— Begin READING PASSAGE —

Saturday, June 10, 2017

How do you Solve a Problem like a Bully, Shakespeare-Style?

Whenever I tell people that I am currently directing The Taming of the Shrew, I inevitably get asked “What’s your vision?”  Then I tell them that I’m using the Unrehearsed Cue Script Technique and spend several minutes explaining what that is.  However, that’s not what a lot of people want to know.  With today’s political climate, the various hate crimes, and stories of violence that we are bombarded with every day, there is the concern that this play’s title alone will cause an uproar.  I blame that on previous productions where the ‘vision’ turns it into a story about an abusive marriage or where the director puts their own spin on the words that Shakespeare wrote and completely changes the meaning of the text.  But, honestly, if you look at ALL of the text from beginning to end – it’s really a play about a bully who uses her fists instead of her words and how the one man who’s not afraid to stand up to her helps her to realize how to use her brilliant mind, and shows her what it means to be a true partner in a romantic relationship.  And it all starts with that often deleted introduction scene involving Christopher Sly.

Now, this ‘Induction’ scene often gets cut out completely from modern productions to save time and because the characters in it aren’t really seen or heard from again, except for a few lines thrown in after a couple of more scenes.  However, I think this scene is vital to the set-up of Taming.  In this scene, we learn that the entire rest of this play is really a play-within-a-play just like in Hamlet or A Midsummer Night’s Dream, which takes the edge off of it a bit.  Also, the audience learns, along with Mr. Sly, that this play is “a kind of history”, which it is in more ways than one.  Four hundred years ago, women did not have equal rights and many were treated like property, so for Shakespeare to write back then that this is a ‘history’ reminds us how it’s even much more of a ‘history’ now.

Let’s cut in to the meat of Taming and why I think this is a play about dealing with a bully named Kate.  Kate is extremely unhappy and instead of dealing with her frustrations constructively, she lashes out with insults and hits.  She can’t be reasoned with, and she’s constantly finding fault or mocking others.  She threatens people, ties up her sister, and destroys a perfectly good lute over a guy’s head.  Nobody can get her to listen or make her see how unreasonable she’s being, which just makes everyone miserable.  Enter Petruchio, who thinks that he can help.

— End READING PASSAGE —

* DIRECTIVE 1 *
Please format the listing as a numbered list, starting at the line that contains "Keep to these rules. Indicate every instance of the peeling" and ending at the end of the listing. Leave out blank lines and any pictures.

— Begin RECORDS TO PROCESS —

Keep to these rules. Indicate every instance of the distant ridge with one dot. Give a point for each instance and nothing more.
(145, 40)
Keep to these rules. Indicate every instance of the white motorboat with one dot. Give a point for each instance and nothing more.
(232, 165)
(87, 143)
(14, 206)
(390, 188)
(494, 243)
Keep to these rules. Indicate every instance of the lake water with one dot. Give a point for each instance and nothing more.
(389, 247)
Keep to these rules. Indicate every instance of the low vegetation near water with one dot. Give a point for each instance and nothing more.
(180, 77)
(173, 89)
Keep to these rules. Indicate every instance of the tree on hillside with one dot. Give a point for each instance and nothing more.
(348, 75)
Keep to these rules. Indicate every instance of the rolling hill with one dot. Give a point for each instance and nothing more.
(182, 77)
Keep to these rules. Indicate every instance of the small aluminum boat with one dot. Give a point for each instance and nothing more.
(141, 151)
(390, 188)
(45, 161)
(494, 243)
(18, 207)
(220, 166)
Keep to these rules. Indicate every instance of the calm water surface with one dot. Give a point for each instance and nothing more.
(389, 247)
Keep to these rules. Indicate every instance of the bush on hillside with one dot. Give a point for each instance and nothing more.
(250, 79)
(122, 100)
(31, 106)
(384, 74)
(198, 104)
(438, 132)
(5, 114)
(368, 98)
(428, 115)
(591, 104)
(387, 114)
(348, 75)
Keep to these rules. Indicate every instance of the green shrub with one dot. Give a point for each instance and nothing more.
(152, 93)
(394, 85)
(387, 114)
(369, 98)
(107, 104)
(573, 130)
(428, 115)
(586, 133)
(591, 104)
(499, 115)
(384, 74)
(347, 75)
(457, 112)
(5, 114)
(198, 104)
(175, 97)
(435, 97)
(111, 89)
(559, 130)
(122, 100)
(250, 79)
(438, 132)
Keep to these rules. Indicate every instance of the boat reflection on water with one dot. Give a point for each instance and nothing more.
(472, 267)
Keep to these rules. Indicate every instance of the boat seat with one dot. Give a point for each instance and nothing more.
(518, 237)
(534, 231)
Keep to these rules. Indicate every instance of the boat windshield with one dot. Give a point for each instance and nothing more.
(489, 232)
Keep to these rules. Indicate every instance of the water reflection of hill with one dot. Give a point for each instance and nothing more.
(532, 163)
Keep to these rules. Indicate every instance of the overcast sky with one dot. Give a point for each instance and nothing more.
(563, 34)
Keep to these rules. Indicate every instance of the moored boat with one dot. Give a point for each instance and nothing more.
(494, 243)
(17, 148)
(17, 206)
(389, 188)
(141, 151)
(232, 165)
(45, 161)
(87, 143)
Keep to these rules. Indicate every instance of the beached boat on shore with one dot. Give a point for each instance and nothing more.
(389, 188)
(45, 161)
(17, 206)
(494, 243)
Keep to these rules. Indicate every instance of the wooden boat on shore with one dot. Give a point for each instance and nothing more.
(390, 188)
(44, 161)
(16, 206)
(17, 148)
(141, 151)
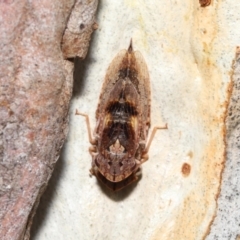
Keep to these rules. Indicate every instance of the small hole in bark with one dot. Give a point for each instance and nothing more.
(186, 169)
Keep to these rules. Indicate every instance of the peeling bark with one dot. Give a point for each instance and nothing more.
(36, 87)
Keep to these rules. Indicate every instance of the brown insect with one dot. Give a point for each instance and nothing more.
(119, 146)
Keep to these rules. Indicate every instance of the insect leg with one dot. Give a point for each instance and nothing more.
(145, 152)
(91, 139)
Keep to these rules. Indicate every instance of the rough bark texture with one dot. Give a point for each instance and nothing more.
(227, 221)
(35, 90)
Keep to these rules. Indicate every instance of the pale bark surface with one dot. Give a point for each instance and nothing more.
(35, 90)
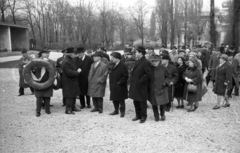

— End RECORDS TO PROCESS —

* DIRECTIVE 2 *
Resume the post about directing The Taming of the Shrew, picking up right after its last sentence.

* TASK RESULT 1 *
1. Keep to these rules. Indicate every instance of the peeling bark with one dot. Give a point for each instance and nothing more.
2. (36, 87)
3. Keep to these rules. Indicate every instance of the brown insect with one dot. Give a point for each instance and nothing more.
4. (119, 146)
5. Keep to these rules. Indicate every instance of the insect leg with one dot. Give a point for each instance and nothing more.
6. (145, 152)
7. (91, 139)
8. Keep to these rules. Indicate every instance of the rough bark texture with one dot. Give a point for each instance and nothing more.
9. (227, 221)
10. (35, 90)
11. Keep to these rules. Indicate every instance of the pale bark surface with one dot. Give a point for each instance and nothing more.
12. (35, 90)

* TASK RESULT 2 *
First, Petruchio and Kate only have one scene where they are truly alone, and that is the famous wooing scene in Act II Scene I.  They bandy about with words, Petruchio flatters Kate over and over again, and she insults him over again.  Then she hits him.  He does not hit her back.  In fact, he never hits her throughout the play.  But he abuses her in other ways, right?  Well, yes, but at his own expense and health.  Every time food is brought to them in the homecoming scene, he sends it away.  She doesn’t eat, and neither does he.  In Petruchio’s monologue from Act IV Scene I, he talks about how every time she tries to sleep that he makes a huge commotion so that she can’t:

Last night she slept not, nor to night she shall not:
As with the meate, some undeserved fault
Ile finde about the making of the bed,
And here Ile fling the pillow, there the boulster,
This way the Coverlet, another way the sheets:
I, and amid this hurlie I intend,
That all is done in reverend care of her,
And in conclusion, she shal watch all night,
And if she chance to nod, I’ll raile and brawle,
And with the clamor keepe her stil awake:

So, she’s not sleeping, but what’s more is that not only is Petruchio not sleeping – but he is running around the room throwing things and making a huge noise, so he must be utterly exhausted.  Even more exhausted than Kate.  Some actors play this monologue as if it’s a big brag, but where is that in the text?  At the beginning of the monologue he says:

And ‘tis my hope to end successefully:

He hope[s] that he is successful with all of this.  Not that he WILL be or that he is SURE of it, but he HOPES.  Then, at the end of this monologue he says:

He that knowes better how to tame a shrew,
Now let him speak, ‘tis charity to shew.

He is asking for help!  If anyone in the audience has any better ideas, then please share them for charity’s sake.  Again, not the words of someone bragging about their technique.  This is an honest account of a tired, hungry man who is doing his best with what he’s got.

Next, I want to mention the Sun/Moon scene in Act IV Scene V.  I was brought up in the South where we were taught to never fight with your spouse in public.  In a marriage, you two are one person, and you should always be on their side in front of other people.  However, when you get home and are in private – that’s another story!  Basically, that is kind-of what is going on with his scene.  Being in a relationship sometimes means compromise.  It’s not healthy to constantly contradict your partner in public per Petruchio’s line:

Evermore crost and crost, nothing but crost.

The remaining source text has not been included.